**WHAT NEEDS TO BE DONE:**
Gather every line in the records below that contains the word "dark".

**DATA RECORDS:**
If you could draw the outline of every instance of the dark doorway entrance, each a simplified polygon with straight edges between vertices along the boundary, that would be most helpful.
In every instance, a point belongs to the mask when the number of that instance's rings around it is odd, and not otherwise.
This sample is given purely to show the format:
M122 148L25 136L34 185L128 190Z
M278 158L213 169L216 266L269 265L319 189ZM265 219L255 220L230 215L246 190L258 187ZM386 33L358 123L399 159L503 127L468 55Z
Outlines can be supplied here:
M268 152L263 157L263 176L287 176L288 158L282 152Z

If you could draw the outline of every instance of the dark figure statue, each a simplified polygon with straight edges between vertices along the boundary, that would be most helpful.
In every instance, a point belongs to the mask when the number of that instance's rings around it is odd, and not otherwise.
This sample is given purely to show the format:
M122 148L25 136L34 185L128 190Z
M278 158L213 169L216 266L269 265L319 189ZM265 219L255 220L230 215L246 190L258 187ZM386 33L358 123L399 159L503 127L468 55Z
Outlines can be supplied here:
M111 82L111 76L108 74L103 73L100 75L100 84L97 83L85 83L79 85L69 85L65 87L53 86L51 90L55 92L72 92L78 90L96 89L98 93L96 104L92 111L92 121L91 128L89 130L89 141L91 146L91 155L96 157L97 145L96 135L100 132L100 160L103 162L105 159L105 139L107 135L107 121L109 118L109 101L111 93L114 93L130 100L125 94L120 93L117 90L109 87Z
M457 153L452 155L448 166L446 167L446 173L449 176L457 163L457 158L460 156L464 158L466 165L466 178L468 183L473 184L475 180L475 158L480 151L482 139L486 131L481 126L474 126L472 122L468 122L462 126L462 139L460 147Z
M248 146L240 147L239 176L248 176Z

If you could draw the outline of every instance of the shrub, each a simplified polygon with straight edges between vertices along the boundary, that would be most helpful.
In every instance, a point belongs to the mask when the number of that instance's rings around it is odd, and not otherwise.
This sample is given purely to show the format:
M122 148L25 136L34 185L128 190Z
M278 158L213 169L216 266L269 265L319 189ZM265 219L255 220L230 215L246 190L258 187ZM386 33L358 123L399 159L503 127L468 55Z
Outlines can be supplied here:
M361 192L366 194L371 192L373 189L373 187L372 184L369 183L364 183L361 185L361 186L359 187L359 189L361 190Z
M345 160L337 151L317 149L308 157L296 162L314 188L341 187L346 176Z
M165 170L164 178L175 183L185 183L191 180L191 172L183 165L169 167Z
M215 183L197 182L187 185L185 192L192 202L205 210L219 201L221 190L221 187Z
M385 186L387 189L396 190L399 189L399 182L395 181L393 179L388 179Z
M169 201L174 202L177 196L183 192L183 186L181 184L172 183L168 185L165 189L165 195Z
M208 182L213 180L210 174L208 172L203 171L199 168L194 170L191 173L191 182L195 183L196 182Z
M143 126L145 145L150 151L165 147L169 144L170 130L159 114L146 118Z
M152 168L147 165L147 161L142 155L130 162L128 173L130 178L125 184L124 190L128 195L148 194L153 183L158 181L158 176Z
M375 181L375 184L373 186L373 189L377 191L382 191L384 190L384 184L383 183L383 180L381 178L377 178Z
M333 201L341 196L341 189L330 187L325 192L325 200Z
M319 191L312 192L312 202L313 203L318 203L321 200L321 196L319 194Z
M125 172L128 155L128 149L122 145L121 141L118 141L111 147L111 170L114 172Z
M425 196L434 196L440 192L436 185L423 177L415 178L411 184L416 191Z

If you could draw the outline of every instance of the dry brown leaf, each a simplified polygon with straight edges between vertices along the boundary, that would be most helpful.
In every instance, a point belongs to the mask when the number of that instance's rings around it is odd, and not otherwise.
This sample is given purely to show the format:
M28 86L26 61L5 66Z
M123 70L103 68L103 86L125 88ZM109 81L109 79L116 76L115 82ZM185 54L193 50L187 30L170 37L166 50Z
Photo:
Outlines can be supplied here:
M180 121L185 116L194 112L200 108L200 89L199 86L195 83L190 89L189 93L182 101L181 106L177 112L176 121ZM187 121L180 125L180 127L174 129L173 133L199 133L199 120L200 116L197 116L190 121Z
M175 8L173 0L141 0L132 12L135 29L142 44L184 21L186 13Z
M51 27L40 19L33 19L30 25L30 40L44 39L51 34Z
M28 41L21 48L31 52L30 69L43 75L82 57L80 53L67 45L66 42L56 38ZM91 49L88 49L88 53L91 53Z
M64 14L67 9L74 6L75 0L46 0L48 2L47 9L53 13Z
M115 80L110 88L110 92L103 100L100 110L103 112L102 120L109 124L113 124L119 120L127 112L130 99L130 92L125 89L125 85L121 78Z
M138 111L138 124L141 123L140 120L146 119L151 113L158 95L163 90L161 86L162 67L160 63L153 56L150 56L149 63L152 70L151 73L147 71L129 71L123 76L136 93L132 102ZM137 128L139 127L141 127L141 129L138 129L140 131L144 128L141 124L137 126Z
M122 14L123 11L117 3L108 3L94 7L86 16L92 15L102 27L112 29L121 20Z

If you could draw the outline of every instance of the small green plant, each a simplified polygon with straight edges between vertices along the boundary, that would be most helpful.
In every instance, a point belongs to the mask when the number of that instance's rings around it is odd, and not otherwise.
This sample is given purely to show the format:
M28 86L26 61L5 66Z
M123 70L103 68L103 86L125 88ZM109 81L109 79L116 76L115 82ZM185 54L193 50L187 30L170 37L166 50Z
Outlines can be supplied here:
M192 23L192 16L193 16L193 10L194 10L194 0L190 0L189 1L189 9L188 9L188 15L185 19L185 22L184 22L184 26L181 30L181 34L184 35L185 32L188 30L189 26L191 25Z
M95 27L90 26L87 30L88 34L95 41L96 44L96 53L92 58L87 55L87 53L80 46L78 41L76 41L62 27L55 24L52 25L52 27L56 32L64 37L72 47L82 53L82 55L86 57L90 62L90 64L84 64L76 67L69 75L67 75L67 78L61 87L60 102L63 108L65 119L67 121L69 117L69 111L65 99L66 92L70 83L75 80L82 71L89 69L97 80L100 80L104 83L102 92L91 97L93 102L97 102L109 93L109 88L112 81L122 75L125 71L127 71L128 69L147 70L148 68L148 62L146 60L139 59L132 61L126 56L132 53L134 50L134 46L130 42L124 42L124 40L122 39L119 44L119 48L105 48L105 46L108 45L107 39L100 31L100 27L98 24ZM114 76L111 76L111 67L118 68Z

**ANSWER TO THIS TASK:**
If you could draw the outline of every instance of the dark doorway entrance, each a simplified polygon with straight edges between vertices along the boundary, that would be most helpful.
If you could draw the outline of every instance of the dark figure statue, each a simplified polygon with straight edges between vertices along the boundary, that would be most helpful.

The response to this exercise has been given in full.